# Given exercise 1
Decide whether each statement agrees with the review of Frank Ocean's Blonde below: (a) Channel Orange came out in 2012; (b) Frank Ocean is on par with Kanye West, David Bowie and Beyoncé; (c) Lemonade addressed personal controversies. Answer yes or no for each, quoting the words of the review that decide it.

# Page
:::
Review: Frank Ocean, Blonde

Blonde is every bit the rich, densely layered album fans were expecting from Frank Ocean.

Frank Ocean, Blonde It’s easy to look back fondly on the days when albums simply arrived as scheduled, following a circumscribed period of promotion and anticipation. Now they seem to materialize out of the ether or through clouds of manufactured smoke. Yet as exasperating as this process can be, it also provides another outlet from which the personality of the creator can manifest. In the last few months alone we’ve witnessed Kanye West’s frenetic, endlessly edited discharge of The Life of Pablo; the final, funereal burlesque which played out around David Bowie’s Blackstar; and Beyoncé’s magisterial Lemonade, a multimedia event that both addressed and amplified personal controversies, reasserting her command over her personal narrative.

Frank Ocean isn’t quite on par with those icons, but his cult popularity seems on the cusp of breaking through to outright stardom, partially thanks to the mounting excitement over the follow-up to 2012’s ambitious Channel Orange. Ocean has handled the hype by keeping a low profile; in the last four years, he’s appeared out of the woodwork for the occasional guest spot, otherwise concealing himself to the shadows, presumably laboring over some meticulously conceived masterwork. He spent the last weekend finally revealing that work, in dribs and drabs, a progression that seemed to distill his twinned fixation and discomfort with the spotlight. The ultimate result is a proper album paired with a phantom version of itself.
:::
# Information shown
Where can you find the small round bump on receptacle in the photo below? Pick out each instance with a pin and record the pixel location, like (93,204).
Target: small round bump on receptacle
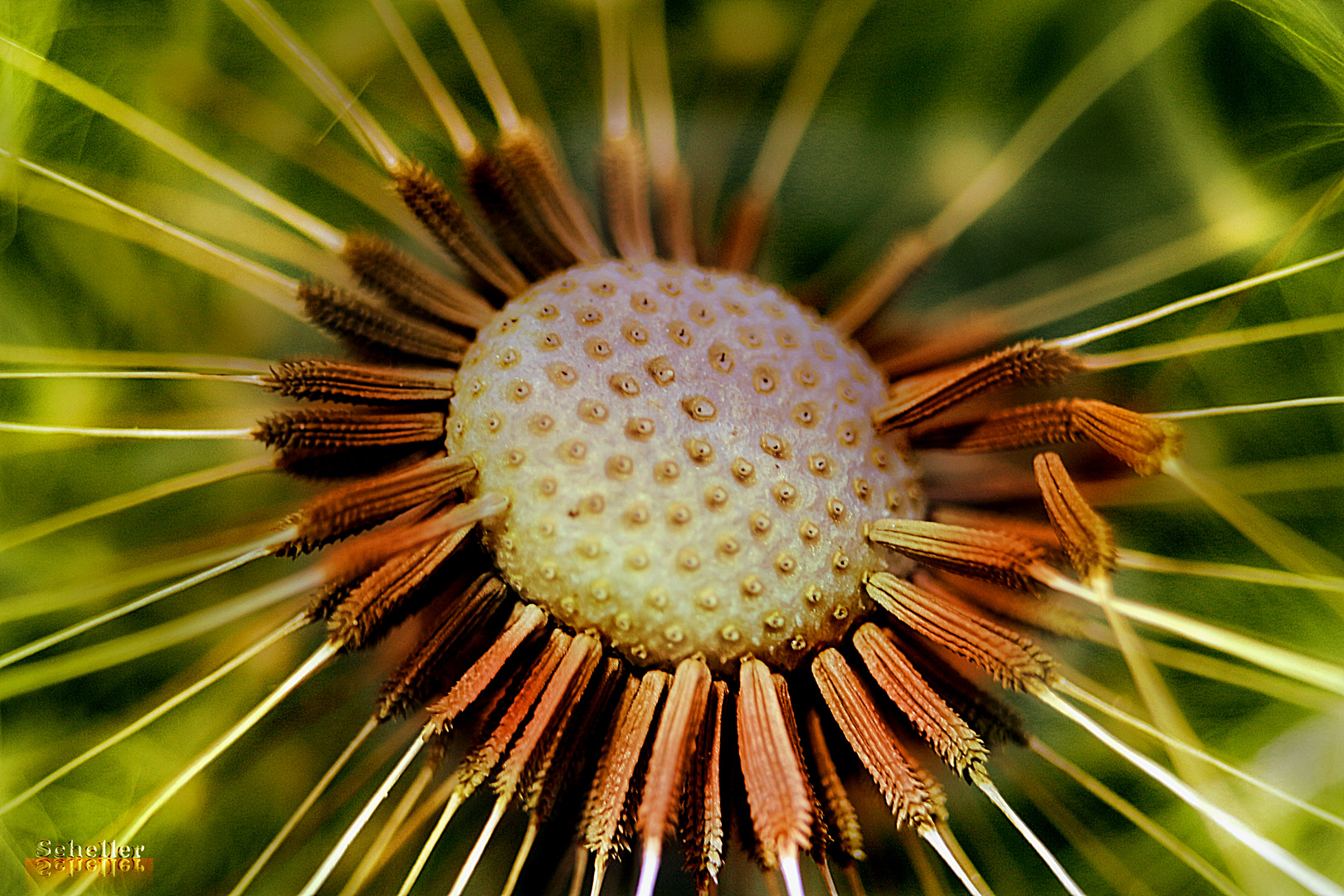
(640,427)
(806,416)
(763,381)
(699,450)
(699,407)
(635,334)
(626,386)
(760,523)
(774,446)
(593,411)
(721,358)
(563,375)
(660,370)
:::
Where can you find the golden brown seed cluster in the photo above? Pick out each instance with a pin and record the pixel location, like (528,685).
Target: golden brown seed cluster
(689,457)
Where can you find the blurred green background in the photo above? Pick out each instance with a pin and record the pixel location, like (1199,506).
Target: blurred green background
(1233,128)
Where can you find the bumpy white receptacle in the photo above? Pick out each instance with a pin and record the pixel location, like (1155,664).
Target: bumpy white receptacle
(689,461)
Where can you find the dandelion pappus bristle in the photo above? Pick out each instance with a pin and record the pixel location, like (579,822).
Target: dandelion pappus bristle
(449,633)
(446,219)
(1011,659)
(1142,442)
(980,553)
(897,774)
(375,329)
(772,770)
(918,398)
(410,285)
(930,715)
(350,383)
:::
# Given exercise 2
Find every line in the entries above that contains the string "pappus", and copy each one. Case counts.

# Full output 1
(a) Yes: "2012’s ambitious Channel Orange"
(b) No: "Frank Ocean isn’t quite on par with those icons"
(c) Yes: "a multimedia event that both addressed and amplified personal controversies"

# Full output 2
Where can you find the dandelion pappus bristle in the photo above? Pick out each instance with a pin and record the pixel location, like (579,822).
Target: dandelion pappus bristle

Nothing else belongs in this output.